* BEGIN Record excerpts *
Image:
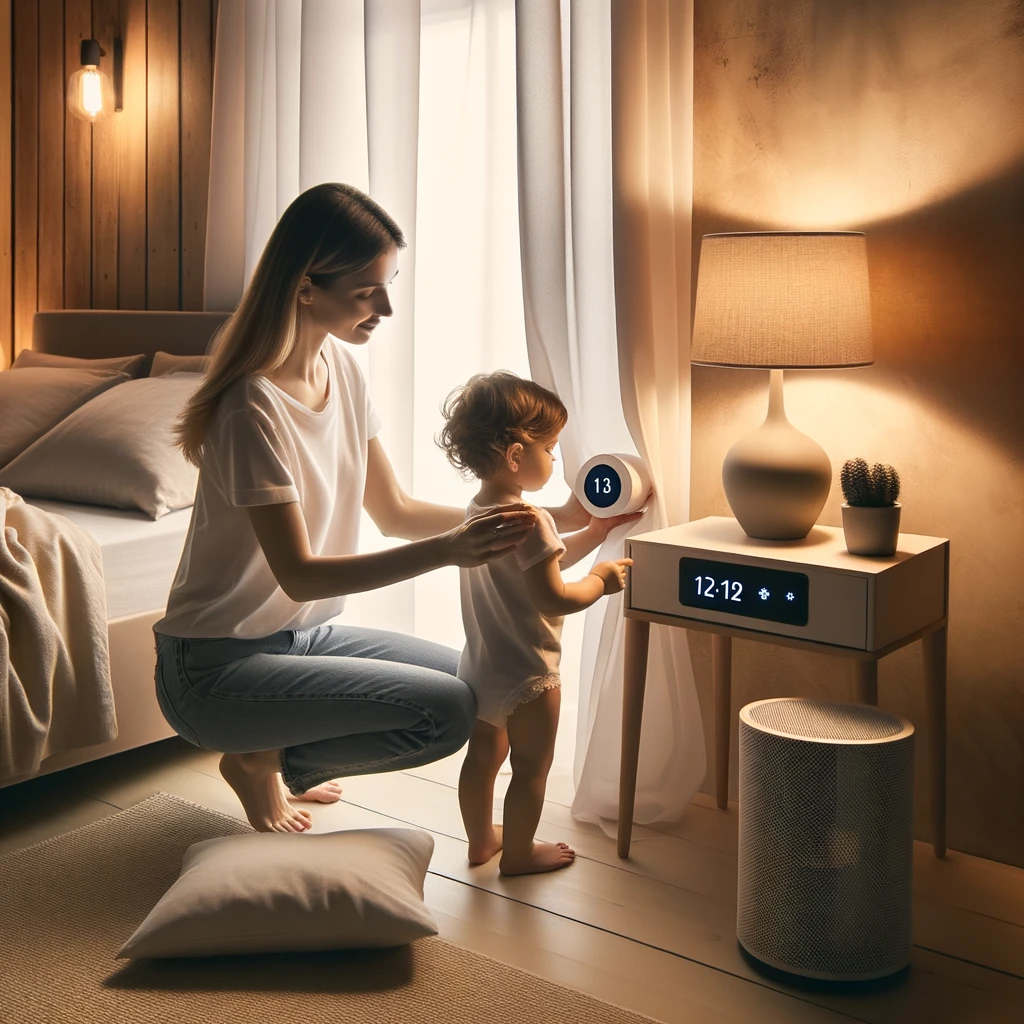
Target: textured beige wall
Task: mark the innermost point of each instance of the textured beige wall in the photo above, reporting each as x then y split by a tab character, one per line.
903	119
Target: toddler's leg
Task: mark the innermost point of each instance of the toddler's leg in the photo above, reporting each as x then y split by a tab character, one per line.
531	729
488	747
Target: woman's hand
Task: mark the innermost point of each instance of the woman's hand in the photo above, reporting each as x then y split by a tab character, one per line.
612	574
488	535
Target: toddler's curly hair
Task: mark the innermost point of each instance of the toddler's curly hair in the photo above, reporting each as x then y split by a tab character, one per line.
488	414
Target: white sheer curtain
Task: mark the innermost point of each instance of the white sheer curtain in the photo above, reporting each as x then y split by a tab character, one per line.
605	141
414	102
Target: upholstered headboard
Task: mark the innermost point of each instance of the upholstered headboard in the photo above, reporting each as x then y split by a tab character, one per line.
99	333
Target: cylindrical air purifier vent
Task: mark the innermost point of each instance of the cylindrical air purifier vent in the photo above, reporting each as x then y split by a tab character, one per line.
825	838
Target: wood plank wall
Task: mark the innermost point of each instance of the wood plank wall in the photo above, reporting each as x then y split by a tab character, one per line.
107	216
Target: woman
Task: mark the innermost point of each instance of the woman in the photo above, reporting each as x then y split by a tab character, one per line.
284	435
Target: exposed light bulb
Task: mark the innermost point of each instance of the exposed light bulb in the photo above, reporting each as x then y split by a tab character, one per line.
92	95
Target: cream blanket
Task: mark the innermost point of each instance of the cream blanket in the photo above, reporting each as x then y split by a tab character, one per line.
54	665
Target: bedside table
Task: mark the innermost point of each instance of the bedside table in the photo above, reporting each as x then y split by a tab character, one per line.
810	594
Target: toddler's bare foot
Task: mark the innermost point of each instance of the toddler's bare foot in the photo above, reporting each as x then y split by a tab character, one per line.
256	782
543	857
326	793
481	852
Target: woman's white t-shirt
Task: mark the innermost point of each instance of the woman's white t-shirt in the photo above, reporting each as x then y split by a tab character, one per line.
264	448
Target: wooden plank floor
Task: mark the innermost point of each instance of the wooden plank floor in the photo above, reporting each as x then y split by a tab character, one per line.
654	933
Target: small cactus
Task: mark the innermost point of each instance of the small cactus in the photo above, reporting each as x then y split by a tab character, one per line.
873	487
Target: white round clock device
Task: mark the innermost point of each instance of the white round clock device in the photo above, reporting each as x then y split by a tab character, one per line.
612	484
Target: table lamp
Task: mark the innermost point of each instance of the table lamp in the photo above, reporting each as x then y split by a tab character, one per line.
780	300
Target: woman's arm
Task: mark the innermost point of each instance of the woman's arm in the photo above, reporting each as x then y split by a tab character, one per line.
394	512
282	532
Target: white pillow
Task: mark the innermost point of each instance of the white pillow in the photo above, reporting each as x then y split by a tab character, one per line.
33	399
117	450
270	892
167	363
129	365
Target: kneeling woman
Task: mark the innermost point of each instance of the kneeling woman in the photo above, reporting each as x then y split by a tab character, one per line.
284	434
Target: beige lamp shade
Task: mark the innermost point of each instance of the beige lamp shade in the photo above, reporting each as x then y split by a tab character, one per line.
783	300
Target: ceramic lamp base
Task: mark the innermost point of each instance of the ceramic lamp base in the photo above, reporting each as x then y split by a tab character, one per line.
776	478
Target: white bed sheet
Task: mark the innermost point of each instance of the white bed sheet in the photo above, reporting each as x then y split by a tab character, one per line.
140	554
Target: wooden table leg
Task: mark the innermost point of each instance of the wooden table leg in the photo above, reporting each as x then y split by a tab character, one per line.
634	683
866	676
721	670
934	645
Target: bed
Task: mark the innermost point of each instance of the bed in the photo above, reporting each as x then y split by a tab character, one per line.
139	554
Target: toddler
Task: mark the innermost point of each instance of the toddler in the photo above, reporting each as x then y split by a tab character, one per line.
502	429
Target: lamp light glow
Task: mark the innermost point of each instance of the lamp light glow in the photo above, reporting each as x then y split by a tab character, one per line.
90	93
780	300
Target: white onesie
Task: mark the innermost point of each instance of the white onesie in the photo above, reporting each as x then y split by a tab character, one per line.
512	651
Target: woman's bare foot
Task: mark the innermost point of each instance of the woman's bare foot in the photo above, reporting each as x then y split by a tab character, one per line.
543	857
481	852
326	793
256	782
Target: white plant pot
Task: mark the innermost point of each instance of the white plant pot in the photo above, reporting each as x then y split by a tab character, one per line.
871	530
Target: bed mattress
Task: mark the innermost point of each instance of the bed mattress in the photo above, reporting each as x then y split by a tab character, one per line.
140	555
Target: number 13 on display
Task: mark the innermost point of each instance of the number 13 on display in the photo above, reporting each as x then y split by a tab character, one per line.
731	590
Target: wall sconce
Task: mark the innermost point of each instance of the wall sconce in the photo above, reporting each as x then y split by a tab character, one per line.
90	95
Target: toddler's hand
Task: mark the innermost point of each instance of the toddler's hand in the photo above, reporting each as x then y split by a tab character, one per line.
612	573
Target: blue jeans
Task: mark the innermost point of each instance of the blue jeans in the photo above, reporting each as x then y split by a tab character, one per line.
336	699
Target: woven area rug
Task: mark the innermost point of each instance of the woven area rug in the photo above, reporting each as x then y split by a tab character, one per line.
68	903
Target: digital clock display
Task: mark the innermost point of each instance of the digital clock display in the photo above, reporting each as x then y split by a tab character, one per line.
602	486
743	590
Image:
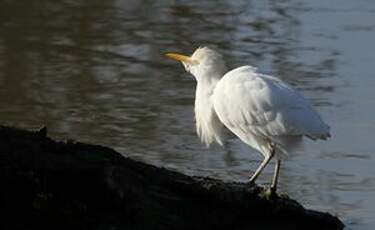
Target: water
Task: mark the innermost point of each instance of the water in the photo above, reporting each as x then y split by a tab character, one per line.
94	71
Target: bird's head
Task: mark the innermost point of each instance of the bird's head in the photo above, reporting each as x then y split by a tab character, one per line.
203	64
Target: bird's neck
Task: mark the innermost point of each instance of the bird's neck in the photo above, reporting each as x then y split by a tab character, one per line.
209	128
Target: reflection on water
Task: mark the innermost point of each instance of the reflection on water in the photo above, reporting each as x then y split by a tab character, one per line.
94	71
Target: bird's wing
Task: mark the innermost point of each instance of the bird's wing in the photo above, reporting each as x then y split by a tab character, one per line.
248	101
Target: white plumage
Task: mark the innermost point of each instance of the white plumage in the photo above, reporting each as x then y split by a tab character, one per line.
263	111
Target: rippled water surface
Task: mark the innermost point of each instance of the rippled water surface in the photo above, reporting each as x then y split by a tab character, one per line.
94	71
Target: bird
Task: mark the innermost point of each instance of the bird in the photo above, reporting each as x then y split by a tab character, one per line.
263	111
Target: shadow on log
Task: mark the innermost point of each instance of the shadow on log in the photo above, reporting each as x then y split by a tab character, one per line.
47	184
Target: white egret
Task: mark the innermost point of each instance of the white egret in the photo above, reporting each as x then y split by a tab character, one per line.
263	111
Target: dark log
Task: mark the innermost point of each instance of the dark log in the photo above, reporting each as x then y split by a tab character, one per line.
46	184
* END Record excerpts *
▶ Goal:
Output each line exactly; omit every picture.

▶ Result for this exercise:
Image:
Target: textured beige wall
Task: mark the innermost point of each instance of the textured beige wall in the photo above, reporting each as x then y split by a tab character, one per line.
903	119
Target: toddler's leg
Task: mark the innermost point of each instance of the toddler's leg in the photo above, reporting each as x then y split by a tab character, one per line.
531	729
488	747
Target: woman's hand
Task: mark the innermost point of each instance of the woman's hand in the photo above, reporting each as x then y split by a tab character, one per line.
612	574
488	535
Target: toddler's curly hair
Task: mark the innermost point of each instance of the toddler's curly hair in the photo above, reporting each as x then y split by a tab character, one per line.
488	414
Target: white sheer curtain
Task: mark the innermost point of each instance of the white sheer curtain in the photo above, reporting each as x then y split by a tab character, one per line.
605	141
414	102
Target: upholstered headboard
Task: mark the innermost point of each instance of the upholstered headboard in the photo above, reporting each as x then y split by a tab character, one per line.
99	333
Target: cylindrical air purifier vent
Task: mark the innermost point of each instance of the cylindrical air purifier vent in the photo above, reporting each as x then y split by a tab character, one per line.
825	838
Target: wood plank wall
Task: mark the innermost point of each instance of the wood plank wall in the photo above, reporting each as x then y split by a tab character, one per line.
107	216
Target: woman
Task: mark the innermost point of each instance of the woman in the photo above, reporting each as x then y split by a tab character, one per line.
284	435
Target: exposed light bulb
Task: mark the innermost point of each instance of the exposed light bulb in the photo above, reporting each as x then y split by a tab character, one per line.
92	95
Target: cream blanket
Task: mark the innermost point of each instance of the cream blanket in the photo above, reporting each as x then y split by a tab character, one per line.
54	665
Target: bedside table
Task: mark the innermost point of each instance of the bedside table in the photo above, reporting each as x then y split by a tab character, one per line.
810	594
Target: toddler's bare foot
Task: mark the innermost point of each instance of the toddler's bare foot in the photo above, reporting each as x then y split by a tab character, one per line.
256	782
543	857
326	793
481	852
Target: woman's white t-shirt
Task: mark the innermost point of each instance of the woman's white t-shirt in the photo above, reporting each as x then y split by a tab character, one per line.
264	448
Target: wooden plank floor
Task: mark the innermost point of each instance of the wooden plank floor in the photo above, reporting each as x then y split by a tab character, one per line.
654	933
Target: small cactus
Task: mark the innermost point of each instance of the small cactus in the photo above, reporting each as x then y split by a tab character, one per line.
873	487
Target: white round clock device
Task: mark the innermost point of each instance of the white round clock device in the photo above, reporting each as x then y split by a tab character, one per line.
612	484
Target: table lamp
Task: mark the innermost point of each instance of the table lamp in the photo above, reporting each as x then y split by a tab character, one per line.
780	300
Target: woman's arm
Task: mark the innermost point of each instance of the woman's arm in the photo above, reporting each as x then y split by a tab character, one per line.
394	512
282	532
Target: white pillow
Task: mark the innermost point of each instance of the white pillow in the photo above, reporting each as x then y split by a tab character, one per line.
33	399
117	450
270	892
167	363
129	365
Target: kneeling woman
Task: mark the innermost point of each instance of the kneeling woman in the photo above, reporting each as x then y split by a tab character, one per line.
284	434
Target: beige lamp shade
Task: mark the innermost point of each instance of the beige lamp shade in the photo above, reporting each as x then y split by a tab character, one per line.
783	300
Target: ceramic lamp base
Task: mark the innermost point of each instance of the ceramic lamp base in the photo above, reporting each as x then y split by a tab character, one per line.
776	478
Target: white bed sheet
Task: mark the innermost point of each instance of the white bed sheet in the photo above, reporting each as x then y split by a tab character, one per line.
140	554
Target: wooden table leg
Task: mark the innermost point of each instance of the wooden table leg in the photo above, reporting each as x then y split by a tab character, one per line.
634	683
866	676
721	670
934	645
Target: bed
Task: mark the innermost point of each instance of the bed in the photo above, reporting each as x then y split by a tab character, one per line.
139	554
Target: toddler
Task: mark the innermost point of each instance of the toddler in the photo above, reporting each as x then y split by a tab character, one per line.
502	429
Target: lamp light glow
Task: mark the innermost point of each instance of the lamp light glow in the photo above, reporting each as x then y split by a tab character, one per line.
90	93
780	300
Target: white onesie
Task: mark the innermost point of each instance of the white onesie in the photo above, reporting each as x then y split by a tab character, one per line.
512	651
Target: woman's bare foot
Task: mark the innermost point of each instance of the woman's bare foot in the photo above, reporting each as x then y split by a tab character, one per line.
543	857
481	852
326	793
256	782
Target: white plant pot
Task: mark the innermost point of each instance of the white plant pot in the photo above, reporting each as x then y split by a tab character, one per line.
871	530
Target: bed mattress
Task: mark the innermost point of each instance of the bed mattress in the photo above, reporting each as x then y split by a tab character, one per line.
140	555
Target: number 13 on display
Task: mark the innermost point of each instance of the number 13 on display in the photo above, reporting each as x then y split by a tab character, one per line.
731	590
Target: wall sconce
Task: mark the innermost point of each instance of the wall sconce in the photo above, reporting each as x then y split by a tab character, one per line.
90	95
Target: toddler's hand
Task: mark the innermost point of each instance of the toddler's hand in the photo above, reporting each as x then y split by a tab character, one per line.
612	573
Target: blue jeans
Task: mark the innermost point of each instance of the blue jeans in the photo above, reporting each as x then y split by a tab character, one per line.
336	699
Target: woven area rug
Task: mark the innermost point of each instance of the woven area rug in the photo above, reporting each as x then y split by a tab character, one per line.
68	903
Target: digital clock display
Task: mark the innermost point of each instance of the digital clock display in the photo above, reporting each as x then y split by a tab character, one per line.
602	486
743	590
Image:
Target: water
Task: mark the innermost point of each instance of the water in the photo above, reporting each as x then y split by a tab character, one per line.
94	71
Target: bird's head
Task: mark the innermost point of each instance of the bird's head in the photo above, reporting each as x then y split by a tab character, one per line.
203	64
Target: bird's neck
Task: mark the innermost point of each instance of the bird's neck in the photo above, reporting each as x then y split by a tab character, one per line.
209	128
Target: reflection on water
Task: mark the innermost point of each instance of the reflection on water in the photo above, reporting each as x then y split by a tab character, one per line.
94	71
Target: bird's wing
Task: mark the innermost point of each instance of the bird's wing in the photo above, reporting each as x then y split by a tab character, one per line.
248	101
Target: white plumage
Task: mark the innermost point of each instance of the white plumage in the photo above, reporting each as x then y split by a tab character, one per line.
263	111
Target: rippled water surface
Task: mark the innermost point of each instance of the rippled water surface in the photo above, reporting each as x then y split by a tab character, one per line.
94	71
Target: bird
Task: mark the innermost point of each instance of the bird in the photo above, reporting each as x then y split by a tab character, one per line.
263	111
Target: shadow on log
Task: mark the innermost point of each instance of the shadow on log in the photo above, reporting each as x then y split by a tab character, one per line.
47	184
Target: white egret
Task: mark the innermost point of each instance of the white egret in the photo above, reporting each as x then y split by a tab character, one per line.
263	111
Target: dark log
Task: mark the innermost point of each instance of the dark log in the photo above, reporting each as x then y split by a tab character, one per line.
46	184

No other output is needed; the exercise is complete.